Problem requirements: Report every line of the rows below that contains the word "sweater", copying each line in full. Case counts, so only exact matches qualify.

++++ Entries provided

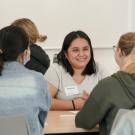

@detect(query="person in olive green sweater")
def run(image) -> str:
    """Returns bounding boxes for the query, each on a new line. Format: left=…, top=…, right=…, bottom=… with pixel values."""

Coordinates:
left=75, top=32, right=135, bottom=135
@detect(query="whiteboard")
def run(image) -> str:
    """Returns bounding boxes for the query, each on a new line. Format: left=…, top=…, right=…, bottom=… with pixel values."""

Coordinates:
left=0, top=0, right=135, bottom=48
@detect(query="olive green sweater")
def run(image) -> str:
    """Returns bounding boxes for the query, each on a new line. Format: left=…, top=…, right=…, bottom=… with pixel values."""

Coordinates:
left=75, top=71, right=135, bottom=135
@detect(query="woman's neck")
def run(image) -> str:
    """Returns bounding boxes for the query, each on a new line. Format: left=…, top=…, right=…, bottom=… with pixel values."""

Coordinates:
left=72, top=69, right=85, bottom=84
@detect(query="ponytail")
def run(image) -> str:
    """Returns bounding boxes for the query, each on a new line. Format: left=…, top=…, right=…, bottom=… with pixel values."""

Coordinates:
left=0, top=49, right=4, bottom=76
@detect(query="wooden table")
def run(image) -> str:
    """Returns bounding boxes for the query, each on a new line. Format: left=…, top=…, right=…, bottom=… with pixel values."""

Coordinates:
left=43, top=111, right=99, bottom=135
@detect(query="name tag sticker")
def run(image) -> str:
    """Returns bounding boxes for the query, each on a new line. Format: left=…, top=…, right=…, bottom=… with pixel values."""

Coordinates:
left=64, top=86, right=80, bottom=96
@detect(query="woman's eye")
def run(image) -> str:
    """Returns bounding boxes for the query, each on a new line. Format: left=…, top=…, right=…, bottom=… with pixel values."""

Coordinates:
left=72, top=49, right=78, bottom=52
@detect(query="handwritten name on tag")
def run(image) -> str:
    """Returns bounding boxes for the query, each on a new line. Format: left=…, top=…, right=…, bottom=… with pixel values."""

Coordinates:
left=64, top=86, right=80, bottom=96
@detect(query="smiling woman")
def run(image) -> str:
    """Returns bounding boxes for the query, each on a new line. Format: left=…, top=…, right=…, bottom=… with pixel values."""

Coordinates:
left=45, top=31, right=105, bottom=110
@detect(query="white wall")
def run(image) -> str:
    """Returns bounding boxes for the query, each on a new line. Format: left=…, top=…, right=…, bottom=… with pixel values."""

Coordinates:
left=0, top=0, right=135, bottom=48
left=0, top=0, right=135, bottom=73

++++++++
++++ Entries provided

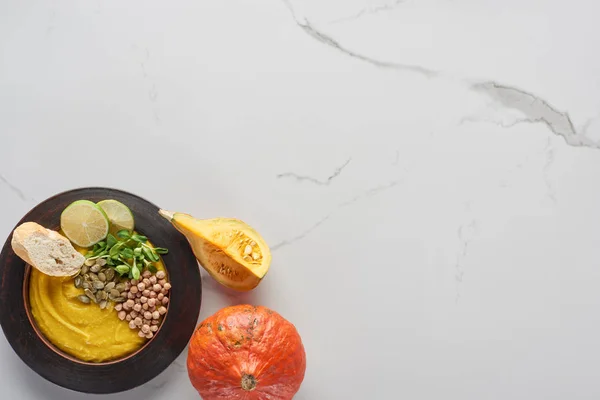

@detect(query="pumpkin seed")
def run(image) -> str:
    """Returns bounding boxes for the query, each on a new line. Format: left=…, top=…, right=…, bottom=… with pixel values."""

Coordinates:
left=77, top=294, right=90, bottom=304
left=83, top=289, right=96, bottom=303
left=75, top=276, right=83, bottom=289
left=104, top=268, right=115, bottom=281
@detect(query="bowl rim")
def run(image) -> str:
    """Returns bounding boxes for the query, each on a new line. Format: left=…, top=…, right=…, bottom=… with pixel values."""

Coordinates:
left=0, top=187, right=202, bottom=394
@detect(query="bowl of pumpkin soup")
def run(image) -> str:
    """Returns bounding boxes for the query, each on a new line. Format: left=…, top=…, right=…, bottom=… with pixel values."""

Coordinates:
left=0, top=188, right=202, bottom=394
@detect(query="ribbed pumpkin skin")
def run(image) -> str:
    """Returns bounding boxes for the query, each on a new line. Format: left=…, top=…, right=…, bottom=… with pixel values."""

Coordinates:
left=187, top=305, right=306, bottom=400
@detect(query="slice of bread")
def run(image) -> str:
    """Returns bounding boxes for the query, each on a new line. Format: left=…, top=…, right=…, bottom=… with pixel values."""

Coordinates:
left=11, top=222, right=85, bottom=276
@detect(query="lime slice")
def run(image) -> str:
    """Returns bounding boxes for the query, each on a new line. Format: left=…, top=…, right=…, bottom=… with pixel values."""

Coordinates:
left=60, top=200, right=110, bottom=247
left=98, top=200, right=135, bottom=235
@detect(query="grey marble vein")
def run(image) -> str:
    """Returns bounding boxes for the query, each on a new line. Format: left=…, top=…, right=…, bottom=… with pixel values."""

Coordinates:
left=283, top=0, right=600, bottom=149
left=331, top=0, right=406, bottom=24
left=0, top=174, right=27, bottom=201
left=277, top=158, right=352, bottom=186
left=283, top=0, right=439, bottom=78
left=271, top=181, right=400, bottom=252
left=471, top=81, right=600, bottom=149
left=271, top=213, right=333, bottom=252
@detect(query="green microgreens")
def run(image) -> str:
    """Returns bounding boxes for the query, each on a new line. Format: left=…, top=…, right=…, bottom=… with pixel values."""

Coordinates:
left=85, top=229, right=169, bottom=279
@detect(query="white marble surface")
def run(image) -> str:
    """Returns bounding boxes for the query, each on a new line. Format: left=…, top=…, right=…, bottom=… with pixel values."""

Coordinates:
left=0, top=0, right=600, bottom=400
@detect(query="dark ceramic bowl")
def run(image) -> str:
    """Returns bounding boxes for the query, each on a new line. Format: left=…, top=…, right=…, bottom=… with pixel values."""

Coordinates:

++++++++
++++ Entries provided

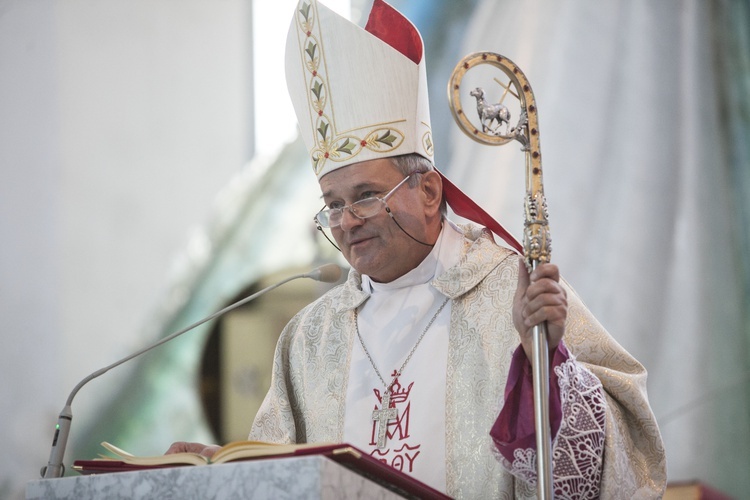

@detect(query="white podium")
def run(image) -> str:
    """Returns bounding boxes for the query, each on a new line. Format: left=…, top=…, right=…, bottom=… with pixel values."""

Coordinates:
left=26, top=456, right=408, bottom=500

++++++++

Answer below:
@detect(query="person in olive green sweater")
@detect(query="olive green sweater")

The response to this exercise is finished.